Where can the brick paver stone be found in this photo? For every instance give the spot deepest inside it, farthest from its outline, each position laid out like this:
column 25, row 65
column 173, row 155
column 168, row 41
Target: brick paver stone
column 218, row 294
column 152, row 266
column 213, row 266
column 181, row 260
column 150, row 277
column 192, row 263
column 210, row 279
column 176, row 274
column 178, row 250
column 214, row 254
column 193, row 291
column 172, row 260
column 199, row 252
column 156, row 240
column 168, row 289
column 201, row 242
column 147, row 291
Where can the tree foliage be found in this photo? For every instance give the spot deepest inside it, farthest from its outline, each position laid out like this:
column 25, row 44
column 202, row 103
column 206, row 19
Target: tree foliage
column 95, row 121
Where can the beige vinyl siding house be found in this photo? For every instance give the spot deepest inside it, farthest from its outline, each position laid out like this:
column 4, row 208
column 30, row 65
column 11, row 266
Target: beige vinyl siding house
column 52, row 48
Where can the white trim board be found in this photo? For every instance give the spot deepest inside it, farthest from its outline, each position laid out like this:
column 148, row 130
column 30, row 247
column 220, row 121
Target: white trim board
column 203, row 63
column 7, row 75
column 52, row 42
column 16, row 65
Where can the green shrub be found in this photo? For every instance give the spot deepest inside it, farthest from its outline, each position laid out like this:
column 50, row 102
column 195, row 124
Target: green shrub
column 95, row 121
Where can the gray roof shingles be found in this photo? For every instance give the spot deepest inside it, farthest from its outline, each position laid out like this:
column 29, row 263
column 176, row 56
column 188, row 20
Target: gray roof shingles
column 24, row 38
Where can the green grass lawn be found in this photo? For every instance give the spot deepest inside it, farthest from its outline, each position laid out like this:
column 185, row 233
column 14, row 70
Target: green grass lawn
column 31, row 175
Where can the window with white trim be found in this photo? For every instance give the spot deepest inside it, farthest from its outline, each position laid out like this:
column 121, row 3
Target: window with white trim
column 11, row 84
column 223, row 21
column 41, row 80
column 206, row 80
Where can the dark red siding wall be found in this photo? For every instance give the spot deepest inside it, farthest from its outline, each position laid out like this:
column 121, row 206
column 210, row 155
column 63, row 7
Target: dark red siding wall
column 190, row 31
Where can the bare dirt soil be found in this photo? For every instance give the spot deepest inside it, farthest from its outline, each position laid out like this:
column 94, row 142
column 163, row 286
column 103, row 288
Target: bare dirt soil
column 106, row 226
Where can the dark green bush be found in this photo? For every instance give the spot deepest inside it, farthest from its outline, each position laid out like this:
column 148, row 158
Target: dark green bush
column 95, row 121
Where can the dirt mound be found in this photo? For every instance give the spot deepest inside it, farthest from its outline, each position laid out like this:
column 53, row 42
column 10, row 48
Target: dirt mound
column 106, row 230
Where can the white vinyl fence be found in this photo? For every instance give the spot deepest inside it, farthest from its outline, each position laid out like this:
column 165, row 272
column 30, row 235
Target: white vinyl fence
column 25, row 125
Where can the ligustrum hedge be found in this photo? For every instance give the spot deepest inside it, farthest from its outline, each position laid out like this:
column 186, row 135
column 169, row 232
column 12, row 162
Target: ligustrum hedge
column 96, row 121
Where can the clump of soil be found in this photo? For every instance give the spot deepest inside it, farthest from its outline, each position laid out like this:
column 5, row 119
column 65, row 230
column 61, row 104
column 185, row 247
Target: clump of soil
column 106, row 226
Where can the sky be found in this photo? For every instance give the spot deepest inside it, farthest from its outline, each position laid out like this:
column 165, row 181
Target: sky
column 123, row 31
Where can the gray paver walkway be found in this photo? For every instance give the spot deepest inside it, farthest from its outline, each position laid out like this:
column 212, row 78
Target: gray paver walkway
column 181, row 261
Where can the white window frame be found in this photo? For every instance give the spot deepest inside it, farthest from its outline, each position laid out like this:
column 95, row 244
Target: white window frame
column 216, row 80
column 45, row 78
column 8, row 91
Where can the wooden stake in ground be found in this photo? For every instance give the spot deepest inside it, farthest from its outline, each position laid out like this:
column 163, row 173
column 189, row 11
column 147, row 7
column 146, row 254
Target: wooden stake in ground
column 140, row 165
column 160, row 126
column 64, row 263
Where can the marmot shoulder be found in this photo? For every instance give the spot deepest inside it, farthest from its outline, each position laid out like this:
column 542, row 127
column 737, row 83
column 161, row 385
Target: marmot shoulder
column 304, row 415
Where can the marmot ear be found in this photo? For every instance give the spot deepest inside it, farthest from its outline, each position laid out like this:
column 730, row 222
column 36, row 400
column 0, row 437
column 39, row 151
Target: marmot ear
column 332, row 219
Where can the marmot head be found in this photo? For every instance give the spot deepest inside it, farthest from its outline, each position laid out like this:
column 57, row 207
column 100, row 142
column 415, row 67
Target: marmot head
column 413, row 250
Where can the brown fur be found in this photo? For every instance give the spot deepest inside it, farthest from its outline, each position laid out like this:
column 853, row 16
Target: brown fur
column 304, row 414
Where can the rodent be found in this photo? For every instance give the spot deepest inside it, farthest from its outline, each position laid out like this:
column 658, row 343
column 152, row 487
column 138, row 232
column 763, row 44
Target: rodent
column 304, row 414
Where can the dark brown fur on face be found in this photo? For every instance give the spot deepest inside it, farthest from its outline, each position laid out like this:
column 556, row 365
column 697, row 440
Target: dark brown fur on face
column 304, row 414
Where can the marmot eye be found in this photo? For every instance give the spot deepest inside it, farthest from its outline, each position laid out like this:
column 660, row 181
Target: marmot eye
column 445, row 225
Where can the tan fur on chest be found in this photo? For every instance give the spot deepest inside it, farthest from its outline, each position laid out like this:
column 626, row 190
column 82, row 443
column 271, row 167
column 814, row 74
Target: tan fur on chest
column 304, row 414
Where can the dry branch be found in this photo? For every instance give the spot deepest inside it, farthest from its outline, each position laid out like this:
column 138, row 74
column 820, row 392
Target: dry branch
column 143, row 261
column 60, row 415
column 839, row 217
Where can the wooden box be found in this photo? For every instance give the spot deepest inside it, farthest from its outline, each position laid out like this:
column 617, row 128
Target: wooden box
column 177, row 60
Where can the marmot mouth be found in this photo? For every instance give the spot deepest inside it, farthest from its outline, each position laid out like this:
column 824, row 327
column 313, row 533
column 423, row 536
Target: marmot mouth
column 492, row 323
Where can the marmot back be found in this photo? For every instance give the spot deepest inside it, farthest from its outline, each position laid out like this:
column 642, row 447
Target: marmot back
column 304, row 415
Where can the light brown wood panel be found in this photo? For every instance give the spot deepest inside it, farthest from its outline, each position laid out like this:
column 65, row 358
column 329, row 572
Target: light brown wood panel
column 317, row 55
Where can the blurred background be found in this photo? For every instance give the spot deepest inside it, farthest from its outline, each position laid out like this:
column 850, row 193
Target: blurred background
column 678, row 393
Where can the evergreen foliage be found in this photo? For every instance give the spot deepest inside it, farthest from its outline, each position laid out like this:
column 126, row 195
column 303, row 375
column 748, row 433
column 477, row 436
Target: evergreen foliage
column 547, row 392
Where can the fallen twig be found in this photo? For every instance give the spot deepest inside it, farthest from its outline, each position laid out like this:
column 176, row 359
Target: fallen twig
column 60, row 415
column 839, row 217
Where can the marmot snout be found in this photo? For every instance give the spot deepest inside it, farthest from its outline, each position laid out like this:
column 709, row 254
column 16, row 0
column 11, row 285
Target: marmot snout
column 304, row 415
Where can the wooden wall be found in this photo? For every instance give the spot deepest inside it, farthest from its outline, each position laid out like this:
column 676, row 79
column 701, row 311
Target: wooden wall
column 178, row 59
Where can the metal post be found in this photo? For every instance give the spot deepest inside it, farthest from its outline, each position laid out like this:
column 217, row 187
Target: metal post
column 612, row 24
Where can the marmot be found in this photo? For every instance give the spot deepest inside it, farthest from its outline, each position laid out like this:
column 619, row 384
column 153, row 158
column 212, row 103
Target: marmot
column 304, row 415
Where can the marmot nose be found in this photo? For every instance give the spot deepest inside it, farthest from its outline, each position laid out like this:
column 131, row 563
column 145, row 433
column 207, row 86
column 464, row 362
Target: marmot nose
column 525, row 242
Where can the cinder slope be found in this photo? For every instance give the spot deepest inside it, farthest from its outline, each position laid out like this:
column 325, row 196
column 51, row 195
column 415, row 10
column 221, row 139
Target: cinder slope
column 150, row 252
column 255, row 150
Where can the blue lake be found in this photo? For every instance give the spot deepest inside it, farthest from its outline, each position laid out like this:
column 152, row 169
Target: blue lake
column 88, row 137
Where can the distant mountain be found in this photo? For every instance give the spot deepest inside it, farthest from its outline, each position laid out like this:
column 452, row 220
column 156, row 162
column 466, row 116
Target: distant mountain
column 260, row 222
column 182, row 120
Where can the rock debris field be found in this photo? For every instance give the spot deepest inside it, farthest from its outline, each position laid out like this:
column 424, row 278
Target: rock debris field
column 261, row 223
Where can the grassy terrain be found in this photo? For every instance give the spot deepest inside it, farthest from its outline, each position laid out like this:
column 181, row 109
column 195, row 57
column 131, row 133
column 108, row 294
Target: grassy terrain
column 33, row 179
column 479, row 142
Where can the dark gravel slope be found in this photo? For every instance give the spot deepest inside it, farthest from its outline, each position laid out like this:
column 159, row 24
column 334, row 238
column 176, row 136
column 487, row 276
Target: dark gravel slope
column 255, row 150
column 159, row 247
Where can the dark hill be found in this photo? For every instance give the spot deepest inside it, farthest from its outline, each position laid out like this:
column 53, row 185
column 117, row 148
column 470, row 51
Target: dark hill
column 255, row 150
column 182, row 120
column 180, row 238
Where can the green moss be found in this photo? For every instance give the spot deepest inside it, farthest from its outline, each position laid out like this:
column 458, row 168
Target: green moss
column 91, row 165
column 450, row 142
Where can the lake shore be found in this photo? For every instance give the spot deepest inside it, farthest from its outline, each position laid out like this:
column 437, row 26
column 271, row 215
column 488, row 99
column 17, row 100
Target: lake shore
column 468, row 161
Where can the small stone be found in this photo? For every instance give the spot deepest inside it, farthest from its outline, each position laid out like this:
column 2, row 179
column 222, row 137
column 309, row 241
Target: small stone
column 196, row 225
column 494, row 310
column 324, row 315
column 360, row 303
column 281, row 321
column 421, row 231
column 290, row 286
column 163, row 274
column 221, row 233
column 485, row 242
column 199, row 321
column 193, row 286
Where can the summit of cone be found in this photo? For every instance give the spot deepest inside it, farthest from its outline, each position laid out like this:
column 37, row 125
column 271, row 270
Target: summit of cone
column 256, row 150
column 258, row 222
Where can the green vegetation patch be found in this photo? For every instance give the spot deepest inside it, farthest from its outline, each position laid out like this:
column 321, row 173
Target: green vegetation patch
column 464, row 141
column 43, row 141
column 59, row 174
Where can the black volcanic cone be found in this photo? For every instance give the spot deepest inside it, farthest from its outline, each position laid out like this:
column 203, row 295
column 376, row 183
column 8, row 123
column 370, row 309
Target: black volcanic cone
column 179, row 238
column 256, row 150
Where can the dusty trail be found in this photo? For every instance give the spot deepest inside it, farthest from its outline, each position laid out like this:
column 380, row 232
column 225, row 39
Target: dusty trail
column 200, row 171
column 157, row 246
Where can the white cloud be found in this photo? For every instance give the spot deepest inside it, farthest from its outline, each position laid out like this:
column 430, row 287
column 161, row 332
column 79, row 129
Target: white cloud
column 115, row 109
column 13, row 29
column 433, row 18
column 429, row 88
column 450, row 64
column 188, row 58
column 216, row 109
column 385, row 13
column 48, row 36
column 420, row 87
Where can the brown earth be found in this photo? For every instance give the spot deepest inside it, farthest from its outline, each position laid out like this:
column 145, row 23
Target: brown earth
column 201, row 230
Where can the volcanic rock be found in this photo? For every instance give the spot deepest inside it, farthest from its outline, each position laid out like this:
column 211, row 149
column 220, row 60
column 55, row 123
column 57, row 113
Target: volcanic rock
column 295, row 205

════

# [Work instruction]
Please copy the lines above from the line with "column 313, row 533" up to and including the line with "column 642, row 447", exactly as written and with nothing else.

# [Problem solution]
column 313, row 533
column 423, row 536
Target: marmot mouth
column 492, row 323
Where can the marmot back be found in this photo? For every instance give the spot deepest inside it, farthest from its outline, each position laid out like this:
column 642, row 447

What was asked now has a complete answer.